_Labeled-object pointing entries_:
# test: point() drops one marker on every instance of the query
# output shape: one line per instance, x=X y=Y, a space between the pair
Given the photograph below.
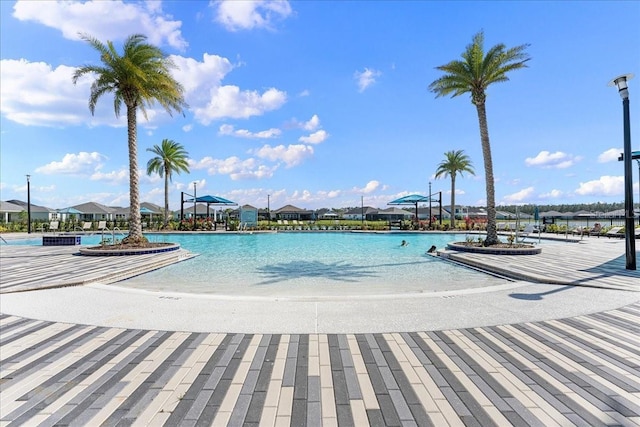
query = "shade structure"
x=71 y=211
x=412 y=199
x=211 y=200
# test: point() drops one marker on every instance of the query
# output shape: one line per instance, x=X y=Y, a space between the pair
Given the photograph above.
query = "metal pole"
x=638 y=191
x=28 y=205
x=194 y=206
x=181 y=206
x=630 y=245
x=430 y=216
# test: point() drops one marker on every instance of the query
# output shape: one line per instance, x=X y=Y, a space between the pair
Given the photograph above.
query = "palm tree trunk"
x=166 y=198
x=453 y=201
x=135 y=222
x=492 y=233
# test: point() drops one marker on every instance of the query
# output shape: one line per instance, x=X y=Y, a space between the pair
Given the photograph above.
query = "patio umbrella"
x=412 y=199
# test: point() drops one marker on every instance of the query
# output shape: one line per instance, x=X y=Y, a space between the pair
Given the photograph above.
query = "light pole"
x=430 y=216
x=629 y=226
x=638 y=161
x=195 y=200
x=28 y=205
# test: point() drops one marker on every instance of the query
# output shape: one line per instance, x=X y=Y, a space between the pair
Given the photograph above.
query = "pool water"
x=311 y=265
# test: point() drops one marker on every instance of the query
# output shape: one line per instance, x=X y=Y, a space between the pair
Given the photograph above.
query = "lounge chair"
x=53 y=226
x=530 y=228
x=596 y=230
x=614 y=232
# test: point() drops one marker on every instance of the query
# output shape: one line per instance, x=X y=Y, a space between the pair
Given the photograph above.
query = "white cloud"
x=236 y=168
x=119 y=177
x=210 y=100
x=229 y=101
x=74 y=164
x=104 y=20
x=366 y=78
x=33 y=93
x=520 y=196
x=243 y=133
x=314 y=138
x=245 y=15
x=291 y=155
x=611 y=155
x=312 y=124
x=370 y=187
x=557 y=160
x=553 y=194
x=605 y=186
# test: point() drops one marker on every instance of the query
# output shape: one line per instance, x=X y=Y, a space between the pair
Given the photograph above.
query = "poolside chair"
x=530 y=228
x=614 y=232
x=596 y=230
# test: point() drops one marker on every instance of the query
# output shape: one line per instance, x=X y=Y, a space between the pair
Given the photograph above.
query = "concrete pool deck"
x=524 y=353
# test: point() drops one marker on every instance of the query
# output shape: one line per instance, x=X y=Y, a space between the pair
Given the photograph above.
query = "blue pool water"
x=311 y=264
x=306 y=265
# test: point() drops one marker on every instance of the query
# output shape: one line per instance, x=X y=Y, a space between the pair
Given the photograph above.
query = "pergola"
x=414 y=199
x=209 y=200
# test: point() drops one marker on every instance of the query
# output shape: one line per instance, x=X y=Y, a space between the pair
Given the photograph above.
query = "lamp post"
x=28 y=205
x=638 y=161
x=195 y=200
x=629 y=226
x=430 y=216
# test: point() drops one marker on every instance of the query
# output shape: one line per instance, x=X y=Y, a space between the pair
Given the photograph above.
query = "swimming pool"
x=314 y=265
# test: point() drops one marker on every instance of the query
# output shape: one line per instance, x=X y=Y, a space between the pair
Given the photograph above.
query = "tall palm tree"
x=139 y=78
x=473 y=74
x=170 y=157
x=455 y=162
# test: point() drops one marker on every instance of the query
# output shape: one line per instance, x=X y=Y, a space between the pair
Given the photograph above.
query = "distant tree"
x=473 y=74
x=170 y=157
x=138 y=78
x=455 y=162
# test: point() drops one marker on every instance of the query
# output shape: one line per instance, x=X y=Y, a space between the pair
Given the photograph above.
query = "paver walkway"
x=578 y=371
x=582 y=370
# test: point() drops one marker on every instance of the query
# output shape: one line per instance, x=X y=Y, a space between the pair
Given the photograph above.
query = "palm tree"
x=138 y=78
x=473 y=74
x=456 y=162
x=170 y=157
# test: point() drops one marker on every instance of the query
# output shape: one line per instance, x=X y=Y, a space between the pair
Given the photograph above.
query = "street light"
x=629 y=226
x=194 y=205
x=430 y=216
x=28 y=205
x=638 y=160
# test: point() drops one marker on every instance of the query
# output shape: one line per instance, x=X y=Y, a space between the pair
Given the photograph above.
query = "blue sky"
x=322 y=103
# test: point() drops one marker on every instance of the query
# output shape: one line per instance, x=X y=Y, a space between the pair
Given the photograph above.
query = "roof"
x=411 y=199
x=93 y=207
x=10 y=207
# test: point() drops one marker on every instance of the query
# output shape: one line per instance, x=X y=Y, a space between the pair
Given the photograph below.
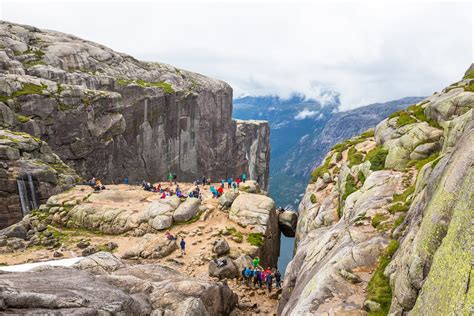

_Task description_: Find every line in the entries above that contains the string "blue", matching case exactly, and copy each of those lines.

_The solution_:
query = "blue pool water"
query = "blue sky"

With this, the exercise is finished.